◆ REQUIRED WORK ◆
Set down all of the data again, character for character.

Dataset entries
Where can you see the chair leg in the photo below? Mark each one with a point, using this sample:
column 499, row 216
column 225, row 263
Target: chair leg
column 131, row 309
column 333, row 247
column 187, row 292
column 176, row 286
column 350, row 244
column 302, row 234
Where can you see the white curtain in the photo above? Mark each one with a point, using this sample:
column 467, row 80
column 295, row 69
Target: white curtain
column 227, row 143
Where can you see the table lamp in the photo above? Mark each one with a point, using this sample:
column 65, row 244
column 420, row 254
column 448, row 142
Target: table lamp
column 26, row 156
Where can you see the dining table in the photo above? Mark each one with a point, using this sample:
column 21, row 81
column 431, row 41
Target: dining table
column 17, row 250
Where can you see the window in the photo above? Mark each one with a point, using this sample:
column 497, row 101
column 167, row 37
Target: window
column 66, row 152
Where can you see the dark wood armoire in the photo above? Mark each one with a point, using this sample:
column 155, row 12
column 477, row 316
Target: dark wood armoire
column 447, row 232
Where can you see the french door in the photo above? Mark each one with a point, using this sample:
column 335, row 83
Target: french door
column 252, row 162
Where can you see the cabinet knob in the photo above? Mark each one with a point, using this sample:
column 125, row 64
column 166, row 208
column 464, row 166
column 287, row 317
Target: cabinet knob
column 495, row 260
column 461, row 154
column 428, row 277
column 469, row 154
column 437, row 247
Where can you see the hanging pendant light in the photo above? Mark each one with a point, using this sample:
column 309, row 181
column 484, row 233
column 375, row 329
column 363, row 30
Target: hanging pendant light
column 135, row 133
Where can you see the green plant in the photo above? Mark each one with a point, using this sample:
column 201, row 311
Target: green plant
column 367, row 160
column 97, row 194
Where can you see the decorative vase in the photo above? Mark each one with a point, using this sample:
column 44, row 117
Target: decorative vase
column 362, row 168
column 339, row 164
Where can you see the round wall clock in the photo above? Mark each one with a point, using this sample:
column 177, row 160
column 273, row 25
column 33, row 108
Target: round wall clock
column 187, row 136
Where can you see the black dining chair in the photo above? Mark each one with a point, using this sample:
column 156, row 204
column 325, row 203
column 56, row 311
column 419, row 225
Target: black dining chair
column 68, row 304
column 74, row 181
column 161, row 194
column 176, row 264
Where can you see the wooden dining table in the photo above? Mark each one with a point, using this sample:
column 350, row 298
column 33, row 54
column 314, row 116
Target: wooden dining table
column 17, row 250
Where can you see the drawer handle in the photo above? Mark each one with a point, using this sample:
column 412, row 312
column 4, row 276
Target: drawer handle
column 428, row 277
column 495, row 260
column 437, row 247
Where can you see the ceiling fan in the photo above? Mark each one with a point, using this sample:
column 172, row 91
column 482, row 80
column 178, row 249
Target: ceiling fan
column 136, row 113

◆ OUTPUT OF THE TASK ◆
Where can you see the chair leg in the photo below? Mark each one with a point, using this sample:
column 499, row 216
column 225, row 263
Target: chair leg
column 131, row 309
column 333, row 247
column 187, row 292
column 176, row 286
column 350, row 244
column 302, row 234
Where can you see the white curtain in the photo above? Mark each one with a point, using this sample:
column 467, row 80
column 295, row 69
Target: white curtain
column 227, row 143
Where can you see the table lamp in the photo above? Mark each one with a point, using this sample:
column 65, row 244
column 420, row 254
column 448, row 142
Target: table lamp
column 26, row 156
Where can you see the dining table in the photo above? Mark each one with a point, using this sample:
column 21, row 81
column 431, row 41
Target: dining table
column 17, row 250
Where can you see the window in the photo above? Mark each one with a point, using this sample:
column 497, row 101
column 167, row 37
Target: window
column 66, row 152
Where can you see the dark wood armoire in the photo above? Mark each one with a point, using this sample:
column 155, row 12
column 477, row 316
Target: dark wood armoire
column 447, row 232
Where can you see the french door in the photo above? Mark each one with a point, using this sample:
column 335, row 83
Target: french door
column 252, row 162
Where can you see the cabinet knob in the photo above? Mark each one with a point, using this sample:
column 125, row 64
column 166, row 208
column 464, row 166
column 287, row 317
Target: cabinet knob
column 495, row 260
column 461, row 154
column 428, row 277
column 469, row 154
column 437, row 247
Where can you see the hanging pendant light in the photo above? Mark each one with a point, using this sample:
column 309, row 181
column 484, row 233
column 375, row 329
column 363, row 30
Target: hanging pendant light
column 135, row 133
Where can you see the green plant in the photo above? Mark each one with a point, using this sample:
column 201, row 311
Target: green plant
column 367, row 160
column 97, row 194
Where can you see the decorative vase in the photo above? Mark each one with a point, using this sample:
column 44, row 117
Target: decorative vase
column 362, row 168
column 339, row 164
Where can you see the round wall clock in the photo above? Mark each one with a point, using this sample:
column 177, row 160
column 273, row 25
column 33, row 108
Target: round wall clock
column 187, row 136
Where can you see the black dining chair in the photo above? Mark each one with a point, using this sample:
column 156, row 204
column 325, row 203
column 56, row 311
column 419, row 225
Target: black dining chair
column 68, row 304
column 74, row 181
column 161, row 194
column 176, row 264
Where can you see the wooden dining table in the photo above? Mark each one with a point, using this sample:
column 350, row 298
column 33, row 54
column 314, row 116
Target: wooden dining table
column 17, row 250
Where can you see the drawer handle in the photo above? Mark each one with a point, using this sample:
column 412, row 312
column 4, row 276
Target: drawer handle
column 428, row 277
column 495, row 260
column 437, row 247
Where can you see the ceiling fan in the photo above? Mark each one with a point, using this sample:
column 172, row 91
column 482, row 80
column 178, row 249
Target: ceiling fan
column 136, row 113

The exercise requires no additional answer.